Challenges:
A) In the steel earnings passage, what average selling price per ton for finished goods do the domestic mills report for the fourth quarter?
B) Write the next part of the steel earnings passage, picking up after its final sentence.

Document passage:
────────────────────

Domestic Mills—“Our Domestic Mills segment set all-time annual records for tons melted, rolled and shipped,” commented Rabin. “The segment's adjusted operating profit of $28.1 million for the fourth quarter was substantially higher than last year's fourth quarter, including a pre-tax LIFO expense of $14.9 million in this year's fourth quarter. Within the segment, quarterly adjusted operating profit for our steel minimills at $25.3 million was about 250% greater than a year earlier on the strength of much improved selling prices and strong shipments, which more than offset the steep rise in steel scrap and other input costs.
On a year-to-year basis, tonnage melted by domestic mills for the fourth quarter was up 1% to 524,000 tons; tonnage rolled was 533,000 tons, 3% above last year's fourth quarter; shipments decreased slightly to 595,000 tons because of lower billet sales. Fourth quarter production at the Texas mill was adversely affected by the previously reported transformer failure; purchased billets helped us meet customer demands.
“Our quarterly average total mill selling price was $166 per ton above last year's relatively low level and the average selling price for finished goods was up by $163 per ton to $460 per ton,” continued Rabin. “Conversely, the average scrap purchase cost rose by $61 per ton versus a year ago. Additionally, utility costs increased by $1.5 million compared with the fourth quarter last year, costs for ferroalloys were much higher, and other supplies increased as well. On balance, though, our margins rose considerably; the metal spread at $293 per ton was $104 per ton greater than the fourth quarter of last year.
CMCZ—"It was another very strong quarter for CMCZ,” says Rabin. “The steel minimill (and related operations) in Poland generated record net sales of $166 million and recorded an adjusted operating profit of $30.5 million on a 100% owned basis. Market conditions remained favorable, although the average sales price decreased 4.2% from the third quarter to $431 per short ton. For the quarter, melted tons equaled 383,000, rolled tons equaled 281,000, and shipments totaled 364,000 tons, including billets. Meanwhile, the average scrap purchase cost decreased 3% from the third quarter to $189 per short ton, resulting in a metal spread of $242 per ton.”
Fabrication—Rabin continued, "Gross margins within the Fabrication segment were mostly higher under increasingly favorable market conditions. We recorded a slight loss for the fourth quarter in this segment in the face of a $13.1 million increase in the LIFO reserve and anticipated contract losses as we further worked through older jobs.

────────────────────

Records from a collection:
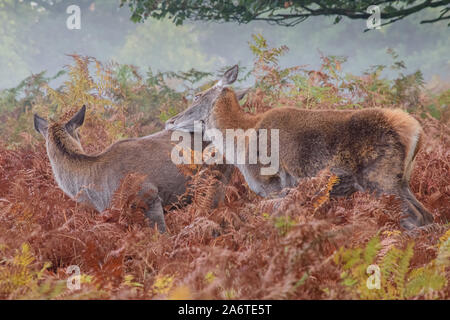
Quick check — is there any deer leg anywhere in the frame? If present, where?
[400,184,433,229]
[139,181,166,233]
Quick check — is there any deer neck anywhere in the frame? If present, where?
[47,125,94,201]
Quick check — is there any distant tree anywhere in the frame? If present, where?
[120,0,450,26]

────────────────────

Answers to each task:
A) $460 per ton.

B)
By product area, rebar fabrication, construction-related products (CRP), steel post plants, steel joist manufacturing, and structural steel fabrication all were penalized by higher steel input costs, but aided by significant increases in selling prices and better operating levels. Shipments from our fab plants totaled 388,000 tons, 32% above the prior year's fourth quarter while the composite average fab selling price (including stock and buyouts) increased by $168 per ton to $748 per ton.”
Recycling—According to Rabin, "The Recycling segment recorded another fantastic quarter, primarily a result of the vibrant ferrous scrap market on 74% higher net sales dollars. This compared most favorably with the quarter a year ago; adjusted operating profit increased fourfold to $21.9 million. LIFO expense for the quarter was $2.3 million. Gross margins were significantly above last year while operating costs as a percent of sales declined 17%.
"Our markets were characterized by significant price volatility for our major commodities against a backdrop of continued overall strong demand for our products. Versus last year, the average ferrous scrap sales price for the quarter increased by 86% to $195 per ton, and shipments climbed 15% to 486,000 tons. The average nonferrous scrap sales price for the quarter was approximately 36% above a year ago while nonferrous shipments were 11% higher. Conversely, shipments of both ferrous and nonferrous were lower than the third quarter of fiscal 2004, while prices were 2% higher and 7% lower, respectively. The total volume of scrap processed, including all our processing plants, equaled 868,000 tons against 732,000 tons in last year's fourth quarter."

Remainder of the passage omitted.